**DOCUMENT EXCERPT**

________________________

A comparative study of human and rat hippocampal low-frequency oscillations during spatial navigation

Abstract

Rhythmic oscillations within the 3-12 Hz theta frequency band manifest in the rodent hippocampus during a variety of behaviors and are particularly well characterized during spatial navigation. In contrast, previous studies of rhythmic hippocampal activity in primates under comparable behavioral conditions suggest it may be less apparent and possibly less prevalent, or even absent, compared with the rodent. We compared the relative presence of low-frequency oscillations in rats and humans during spatial navigation by using an oscillation detection algorithm ("P-episode" or "BOSC") to better characterize their presence in microelectrode local field potential (LFP) recordings. This method quantifies the proportion of time the LFP exceeds both a power and cycle duration threshold at each frequency, characterizing the presence of (1) oscillatory activity compared with background noise, (2) the peak frequency of oscillatory activity, and (3) the duration of oscillatory activity. Results demonstrate that both humans and rodents have hippocampal rhythmic fluctuations lasting, on average, 2.75 and 4.3 cycles, respectively. Analyses further suggest that human hippocampal rhythmicity is centered around ∼3 Hz while that of rats is centered around ∼8 Hz. These results establish that low-frequency rhythms relevant to spatial navigation are present in both the rodent and human hippocampus, albeit with different properties under the behavioral conditions tested.

________________________

**DATA SHOWN**
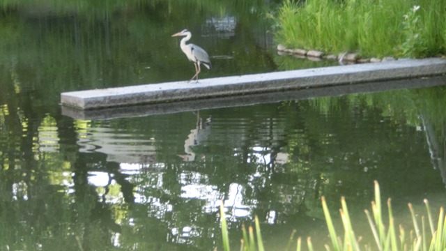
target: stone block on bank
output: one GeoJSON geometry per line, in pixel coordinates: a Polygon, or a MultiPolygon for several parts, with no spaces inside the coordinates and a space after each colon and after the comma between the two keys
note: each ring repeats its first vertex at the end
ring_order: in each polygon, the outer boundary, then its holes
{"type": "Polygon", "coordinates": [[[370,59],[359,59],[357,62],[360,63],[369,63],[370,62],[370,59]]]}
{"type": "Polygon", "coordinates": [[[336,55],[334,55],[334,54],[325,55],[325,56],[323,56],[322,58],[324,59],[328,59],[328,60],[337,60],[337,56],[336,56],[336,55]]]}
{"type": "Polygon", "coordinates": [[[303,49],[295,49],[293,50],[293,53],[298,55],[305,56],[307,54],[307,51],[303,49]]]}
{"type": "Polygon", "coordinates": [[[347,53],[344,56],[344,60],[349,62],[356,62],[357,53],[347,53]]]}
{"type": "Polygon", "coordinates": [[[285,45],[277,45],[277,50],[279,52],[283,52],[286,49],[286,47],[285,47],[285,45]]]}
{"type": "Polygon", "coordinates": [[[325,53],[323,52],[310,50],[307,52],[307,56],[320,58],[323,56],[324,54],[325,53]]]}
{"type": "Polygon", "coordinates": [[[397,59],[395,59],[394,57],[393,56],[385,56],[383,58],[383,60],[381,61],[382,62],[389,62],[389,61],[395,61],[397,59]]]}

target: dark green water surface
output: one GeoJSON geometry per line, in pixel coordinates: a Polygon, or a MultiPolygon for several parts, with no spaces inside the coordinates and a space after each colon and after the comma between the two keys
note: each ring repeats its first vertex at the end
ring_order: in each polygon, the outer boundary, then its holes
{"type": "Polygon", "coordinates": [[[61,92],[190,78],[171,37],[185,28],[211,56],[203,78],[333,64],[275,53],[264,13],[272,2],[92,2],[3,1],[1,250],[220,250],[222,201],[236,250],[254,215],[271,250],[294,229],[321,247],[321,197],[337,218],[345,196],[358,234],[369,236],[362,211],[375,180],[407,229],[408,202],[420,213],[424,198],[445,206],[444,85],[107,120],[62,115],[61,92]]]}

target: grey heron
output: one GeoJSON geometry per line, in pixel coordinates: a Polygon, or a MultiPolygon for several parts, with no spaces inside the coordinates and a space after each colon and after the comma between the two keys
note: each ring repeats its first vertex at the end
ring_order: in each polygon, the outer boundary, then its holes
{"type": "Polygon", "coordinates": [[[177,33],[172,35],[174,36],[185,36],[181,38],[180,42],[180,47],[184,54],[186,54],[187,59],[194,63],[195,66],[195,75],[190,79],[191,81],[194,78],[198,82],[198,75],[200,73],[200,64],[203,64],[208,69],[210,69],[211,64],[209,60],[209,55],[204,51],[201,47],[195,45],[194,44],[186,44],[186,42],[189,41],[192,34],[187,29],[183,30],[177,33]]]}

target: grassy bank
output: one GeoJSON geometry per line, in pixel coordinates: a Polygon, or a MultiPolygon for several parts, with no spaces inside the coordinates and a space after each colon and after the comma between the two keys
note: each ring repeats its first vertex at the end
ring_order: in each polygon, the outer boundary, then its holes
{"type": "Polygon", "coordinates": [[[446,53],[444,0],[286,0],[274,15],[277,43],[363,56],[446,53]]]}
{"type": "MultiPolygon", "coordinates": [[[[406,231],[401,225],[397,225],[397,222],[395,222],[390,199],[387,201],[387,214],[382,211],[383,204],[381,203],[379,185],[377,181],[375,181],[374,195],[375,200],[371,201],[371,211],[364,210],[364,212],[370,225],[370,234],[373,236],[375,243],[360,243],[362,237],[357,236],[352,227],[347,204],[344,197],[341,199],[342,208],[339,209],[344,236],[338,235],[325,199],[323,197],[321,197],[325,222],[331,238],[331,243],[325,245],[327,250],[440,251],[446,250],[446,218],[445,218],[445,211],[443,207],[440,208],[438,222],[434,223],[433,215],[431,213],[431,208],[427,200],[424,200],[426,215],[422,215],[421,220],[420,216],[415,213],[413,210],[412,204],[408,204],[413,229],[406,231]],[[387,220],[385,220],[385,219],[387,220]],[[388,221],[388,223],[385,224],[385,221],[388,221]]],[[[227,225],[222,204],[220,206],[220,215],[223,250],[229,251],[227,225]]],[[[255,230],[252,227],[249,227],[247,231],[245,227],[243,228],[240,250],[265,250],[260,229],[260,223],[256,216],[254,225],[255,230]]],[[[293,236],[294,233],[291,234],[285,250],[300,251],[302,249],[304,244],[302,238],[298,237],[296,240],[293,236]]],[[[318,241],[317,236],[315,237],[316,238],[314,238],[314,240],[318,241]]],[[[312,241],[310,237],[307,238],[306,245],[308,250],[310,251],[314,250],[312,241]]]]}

________________________

**BRIEF 1**
In the hippocampal oscillation text, around what frequency is human hippocampal rhythmicity centered?
**BRIEF 2**
Extend the hippocampal oscillation text past its final sentence, carrying on with what would come after the abstract.
The material after the hippocampal oscillation text is separate from it.

**EXERCISE ANSWER 1**
Around 3 Hz.

**EXERCISE ANSWER 2**
Keywords: delta; hippocampus; human; rodent; spatial navigation; theta.

Figure 1

Theta is present in humans at a lower frequency compared to rodents during spatial navigation. A) Examples of human hippocampal raw LFP traces, each from a separate patient, during virtual navigation, showing prominent low frequency oscillations. B) Examples of raw LFP traces, each from a different rat, during the Barnes Maze, also showing prominent low frequency oscillations. C) Example power spectral density plots for a human electrode (red) and a rodent electrode (blue) during navigation. D) Proportion of time oscillatory activity was detected as a function of frequency for 284 human hippocampal recordings (top) and 30 rodent recordings (bottom). Black vertical lines (humans) and dots (rats) indicate the peak frequency at which oscillatory activity was detected for each recording. Note the difference in color scale for humans and rodents. E) Proportion of electrodes with peak activity at each frequency.

Figure 2

Human theta is less continuous compared to rodent theta. A) Proportion of time each frequency was detected averaged across all 284 human recordings and at increasing Pepisode duration criteria. B) Similar to A, but for 30 rodent recordings. C) Proportion of time oscillatory activity was detected at the human peak frequency of 3.4 Hz and the rodent peak frequency of 8 Hz. Gray dashed lines correspond to the half-maximum P-episode duration criteria at the human and rodent peak frequency. D) Average number of cycles for each detected oscillatory event for humans and rodents. Error bars indicate the standard error of the mean across electrodes.